Supplied material>

* BEGIN *

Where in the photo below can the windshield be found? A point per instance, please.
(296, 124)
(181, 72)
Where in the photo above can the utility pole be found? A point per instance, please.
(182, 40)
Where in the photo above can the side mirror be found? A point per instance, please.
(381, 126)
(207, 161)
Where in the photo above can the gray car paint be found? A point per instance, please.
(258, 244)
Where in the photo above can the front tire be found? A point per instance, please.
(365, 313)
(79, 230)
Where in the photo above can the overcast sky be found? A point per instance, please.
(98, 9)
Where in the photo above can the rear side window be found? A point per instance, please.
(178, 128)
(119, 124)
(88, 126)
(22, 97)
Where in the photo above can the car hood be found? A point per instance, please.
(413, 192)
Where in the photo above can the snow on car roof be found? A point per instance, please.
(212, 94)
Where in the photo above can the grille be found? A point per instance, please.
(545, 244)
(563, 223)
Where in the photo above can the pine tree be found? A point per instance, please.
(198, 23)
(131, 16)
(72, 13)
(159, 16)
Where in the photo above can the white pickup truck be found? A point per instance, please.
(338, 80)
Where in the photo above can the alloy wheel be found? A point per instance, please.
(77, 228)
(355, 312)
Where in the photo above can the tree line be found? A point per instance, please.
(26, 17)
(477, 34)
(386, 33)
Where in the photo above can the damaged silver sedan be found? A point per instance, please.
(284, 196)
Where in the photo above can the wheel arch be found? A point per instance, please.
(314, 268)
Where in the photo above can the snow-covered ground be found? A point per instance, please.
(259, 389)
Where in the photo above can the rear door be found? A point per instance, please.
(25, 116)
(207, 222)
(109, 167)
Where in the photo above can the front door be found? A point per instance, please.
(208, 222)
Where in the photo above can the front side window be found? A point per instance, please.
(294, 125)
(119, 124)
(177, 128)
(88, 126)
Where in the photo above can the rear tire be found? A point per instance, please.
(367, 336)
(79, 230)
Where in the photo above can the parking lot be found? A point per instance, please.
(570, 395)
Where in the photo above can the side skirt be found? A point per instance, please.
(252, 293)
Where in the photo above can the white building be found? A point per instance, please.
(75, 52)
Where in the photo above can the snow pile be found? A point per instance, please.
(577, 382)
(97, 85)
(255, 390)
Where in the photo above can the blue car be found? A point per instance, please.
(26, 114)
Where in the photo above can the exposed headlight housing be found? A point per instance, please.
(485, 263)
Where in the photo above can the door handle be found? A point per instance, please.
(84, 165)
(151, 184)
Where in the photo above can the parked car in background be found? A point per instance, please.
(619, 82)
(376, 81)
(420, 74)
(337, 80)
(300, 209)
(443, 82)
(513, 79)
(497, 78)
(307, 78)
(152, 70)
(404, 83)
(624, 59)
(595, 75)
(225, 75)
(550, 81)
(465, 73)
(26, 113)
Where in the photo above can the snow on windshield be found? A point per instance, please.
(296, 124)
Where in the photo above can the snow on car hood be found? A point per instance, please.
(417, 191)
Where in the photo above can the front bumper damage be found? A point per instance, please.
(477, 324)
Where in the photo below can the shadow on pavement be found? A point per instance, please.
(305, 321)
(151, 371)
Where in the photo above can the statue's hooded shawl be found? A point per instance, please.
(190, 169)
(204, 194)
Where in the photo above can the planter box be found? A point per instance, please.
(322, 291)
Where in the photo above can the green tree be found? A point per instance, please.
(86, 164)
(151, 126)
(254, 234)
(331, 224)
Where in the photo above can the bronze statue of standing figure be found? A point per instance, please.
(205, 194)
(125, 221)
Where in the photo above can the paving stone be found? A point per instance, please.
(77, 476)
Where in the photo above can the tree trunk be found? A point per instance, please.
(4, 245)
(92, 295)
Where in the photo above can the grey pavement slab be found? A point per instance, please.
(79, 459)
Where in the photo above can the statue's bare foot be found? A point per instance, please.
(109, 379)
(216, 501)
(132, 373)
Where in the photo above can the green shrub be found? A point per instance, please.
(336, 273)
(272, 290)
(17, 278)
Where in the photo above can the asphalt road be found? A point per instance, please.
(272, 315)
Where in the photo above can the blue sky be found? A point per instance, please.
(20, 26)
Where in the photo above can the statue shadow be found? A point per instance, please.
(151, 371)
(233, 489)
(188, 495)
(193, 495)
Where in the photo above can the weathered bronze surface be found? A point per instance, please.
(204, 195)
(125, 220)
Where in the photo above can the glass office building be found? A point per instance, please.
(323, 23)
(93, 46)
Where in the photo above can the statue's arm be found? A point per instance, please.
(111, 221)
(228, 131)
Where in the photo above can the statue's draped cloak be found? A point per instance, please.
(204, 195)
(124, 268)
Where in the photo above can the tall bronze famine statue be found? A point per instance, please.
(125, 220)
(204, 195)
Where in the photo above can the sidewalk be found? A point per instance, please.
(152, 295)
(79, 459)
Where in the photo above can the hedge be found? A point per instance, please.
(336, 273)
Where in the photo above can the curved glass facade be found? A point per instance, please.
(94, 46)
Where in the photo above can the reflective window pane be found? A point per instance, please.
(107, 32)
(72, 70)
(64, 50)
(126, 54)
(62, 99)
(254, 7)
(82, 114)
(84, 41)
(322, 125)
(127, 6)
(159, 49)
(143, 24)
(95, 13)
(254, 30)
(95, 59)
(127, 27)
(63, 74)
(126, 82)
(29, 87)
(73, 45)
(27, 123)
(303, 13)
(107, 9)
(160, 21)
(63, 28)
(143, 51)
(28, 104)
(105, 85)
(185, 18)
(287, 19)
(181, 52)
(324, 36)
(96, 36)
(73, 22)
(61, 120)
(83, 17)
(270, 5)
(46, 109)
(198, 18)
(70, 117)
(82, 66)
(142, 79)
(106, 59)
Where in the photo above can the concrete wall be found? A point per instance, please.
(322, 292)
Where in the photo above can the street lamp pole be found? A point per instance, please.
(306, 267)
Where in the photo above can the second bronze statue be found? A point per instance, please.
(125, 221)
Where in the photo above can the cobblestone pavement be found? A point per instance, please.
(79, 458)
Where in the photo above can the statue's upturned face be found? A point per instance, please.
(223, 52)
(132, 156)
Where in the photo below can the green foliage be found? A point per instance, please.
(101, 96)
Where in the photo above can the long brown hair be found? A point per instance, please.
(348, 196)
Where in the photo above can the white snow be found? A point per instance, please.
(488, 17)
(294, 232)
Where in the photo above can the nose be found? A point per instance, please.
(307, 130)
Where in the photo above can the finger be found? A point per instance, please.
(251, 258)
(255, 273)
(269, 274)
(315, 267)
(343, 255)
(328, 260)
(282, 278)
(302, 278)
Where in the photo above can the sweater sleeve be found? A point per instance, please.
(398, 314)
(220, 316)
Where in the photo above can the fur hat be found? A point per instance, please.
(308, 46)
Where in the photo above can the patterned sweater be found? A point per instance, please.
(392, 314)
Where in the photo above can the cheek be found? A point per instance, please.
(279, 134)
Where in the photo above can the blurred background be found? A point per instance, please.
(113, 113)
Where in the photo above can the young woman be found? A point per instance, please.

* END *

Retype the listing above in full, with no alterations.

Response for this exercise>
Where in the photo below can the windshield be found? A point per instance, please.
(296, 124)
(181, 72)
Where in the photo above can the utility pole be found? A point per instance, please.
(182, 40)
Where in the photo above can the side mirror be found? A point per instance, please.
(381, 126)
(207, 161)
Where in the photo above can the gray car paint be found? A point per instance, please.
(258, 244)
Where in the photo above can the front tire be found? A point per instance, please.
(365, 313)
(79, 230)
Where in the photo above can the overcast sky be found? A point per instance, please.
(98, 9)
Where in the photo above can the rear side window be found? A point per instance, please.
(178, 128)
(119, 124)
(88, 126)
(22, 97)
Where in the photo above can the car hood be found? A point per instance, please.
(413, 192)
Where in the photo above can the snow on car roof be found? A point per instance, please.
(212, 94)
Where in the photo above can the grille be found? A point per instance, please.
(545, 244)
(563, 223)
Where in the photo above can the pine tree be found? A point per instance, please.
(198, 23)
(131, 16)
(72, 13)
(159, 16)
Where in the photo above can the white pickup truck be found? A point per instance, please.
(338, 80)
Where in the photo above can the alloy wheel be found? A point per instance, please.
(77, 228)
(355, 312)
Where in the photo above can the tree line be found? A point per instance, please.
(26, 17)
(477, 34)
(386, 33)
Where in the photo above can the damaged silver sedan be found? A point per instance, please.
(284, 196)
Where in the photo above can the wheel arch be found? A point per instance, please.
(314, 268)
Where in the photo above can the snow-covered ground be found? A point per instance, please.
(259, 389)
Where in the photo above can the rear door be found? A point per instance, please.
(25, 116)
(207, 222)
(109, 167)
Where in the photo above can the front door be found? A point per instance, please.
(208, 222)
Where in the photo above can the front side window be found? A point per instance, please.
(294, 125)
(119, 124)
(177, 128)
(88, 126)
Where in the photo above can the rear tire be found? A point per instance, please.
(367, 336)
(79, 230)
Where in the photo above can the parking lot be found? A point per instance, please.
(570, 395)
Where in the photo above can the side skirt be found? A point per instance, please.
(252, 293)
Where in the photo above can the white building be found? A point per instance, please.
(75, 52)
Where in the photo above can the snow pile be found? A point per instance, please.
(577, 382)
(97, 85)
(255, 390)
Where in the photo above can the blue car be found? A point per instance, please.
(26, 114)
Where in the photo above can the exposed headlight housing be found? A point per instance, please.
(485, 263)
Where in the photo above can the door handle be found? A point per instance, please.
(84, 165)
(151, 184)
Where in the photo above can the parked car in background be found? A point per instance, please.
(619, 82)
(376, 81)
(420, 74)
(337, 80)
(300, 209)
(443, 82)
(513, 79)
(497, 78)
(307, 78)
(152, 70)
(404, 83)
(624, 59)
(595, 75)
(225, 75)
(550, 81)
(465, 73)
(26, 113)
Where in the photo above can the snow on windshield be found? A point per instance, please.
(296, 124)
Where in the photo above can the snow on car hood be found? A point per instance, please.
(417, 191)
Where in the photo above can the front bumper damage be found? A point per instance, please.
(477, 324)
Where in the photo below can the shadow on pavement be found? A point per instance, please.
(305, 321)
(151, 371)
Where in the photo above can the statue's hooded shawl be found? A point per instance, please.
(190, 169)
(204, 194)
Where in the photo above can the planter box be found? A point per instance, please.
(322, 291)
Where in the photo above can the green tree be found? A point per instance, please.
(86, 164)
(151, 126)
(254, 234)
(331, 224)
Where in the photo above can the bronze statue of standing figure be found? A point per instance, please.
(205, 194)
(125, 221)
Where in the photo above can the paving stone be found? A point per instance, please.
(77, 476)
Where in the photo above can the tree trunk be found? A point per instance, please.
(4, 245)
(92, 295)
Where in the photo above can the grey pavement slab be found? A point per instance, please.
(79, 459)
Where in the photo above can the statue's bare foot be found? A point per instance, please.
(109, 379)
(216, 501)
(132, 373)
Where in the photo above can the green shrub be found? A point per instance, please.
(336, 273)
(272, 290)
(17, 278)
Where in the photo above can the asphalt road be found? A point per instance, please.
(272, 315)
Where in the photo above can the blue sky be found? A point per instance, please.
(20, 26)
Where in the photo above can the statue shadow be found? A point per instance, please.
(151, 371)
(233, 489)
(188, 495)
(193, 495)
Where in the photo above can the weathered bronze surface be found? A point per instance, please.
(204, 195)
(125, 220)
Where in the photo above can the glass office building be found? A point per instance, please.
(323, 23)
(93, 46)
Where in the photo above can the statue's arm be found? A point per instance, please.
(111, 221)
(228, 131)
Where in the photo above can the statue's draped cloak be found? A point per instance, please.
(204, 195)
(124, 268)
Where in the photo above can the tall bronze famine statue be found? A point per instance, please.
(125, 220)
(204, 195)
Where in the photo above can the sidewalk be found? A point per instance, please.
(152, 295)
(79, 459)
Where in the photo above can the hedge be found? A point per instance, please.
(336, 273)
Where in the photo above can the curved glass facade be found? A point per instance, please.
(94, 46)
Where in the photo above can the reflective window pane be found? A point per instance, please.
(107, 32)
(72, 70)
(64, 50)
(126, 54)
(62, 99)
(254, 7)
(82, 114)
(84, 41)
(322, 125)
(127, 6)
(159, 49)
(143, 24)
(95, 13)
(254, 30)
(95, 59)
(127, 27)
(63, 74)
(126, 82)
(29, 87)
(73, 45)
(27, 123)
(303, 13)
(107, 9)
(160, 21)
(63, 28)
(143, 51)
(28, 104)
(105, 85)
(185, 18)
(287, 19)
(181, 52)
(324, 36)
(96, 36)
(73, 22)
(61, 120)
(83, 17)
(270, 5)
(46, 109)
(198, 18)
(70, 117)
(82, 66)
(142, 79)
(106, 59)
Where in the photo above can the concrete wall be found? A point per instance, please.
(322, 292)
Where in the photo above can the street lamp pole be found? A point per instance, please.
(306, 267)
Where in the photo above can the second bronze statue be found? A point per instance, please.
(125, 221)
Where in the photo above can the cobblestone pavement be found? A point per instance, please.
(79, 458)
Where in the photo above can the statue's upturned face be found? A point per instance, please.
(223, 52)
(132, 156)
Where in the photo below can the green foliage be found? A point per instance, please.
(101, 96)
Where in the photo above can the long brown hair be found? A point per instance, please.
(348, 196)
Where in the photo above can the white snow be found? A point per instance, please.
(488, 17)
(294, 232)
Where in the photo above can the nose be found? A point per instance, please.
(307, 130)
Where in the photo above can the finger be found? A point per instance, please.
(251, 258)
(255, 273)
(269, 274)
(315, 267)
(343, 255)
(328, 260)
(282, 278)
(302, 278)
Where in the photo above can the sweater sleeve be found? A point per instance, please.
(398, 314)
(220, 316)
Where in the photo above can the fur hat be found? A point per instance, please.
(308, 46)
Where in the photo above can the patterned sweater be found? A point per instance, please.
(392, 314)
Where in the photo above can the cheek be found? A point per instance, please.
(279, 134)
Where in the photo above can the blurred background be found? A point per instance, please.
(113, 113)
Where in the photo above can the young woman be found? A point per instance, please.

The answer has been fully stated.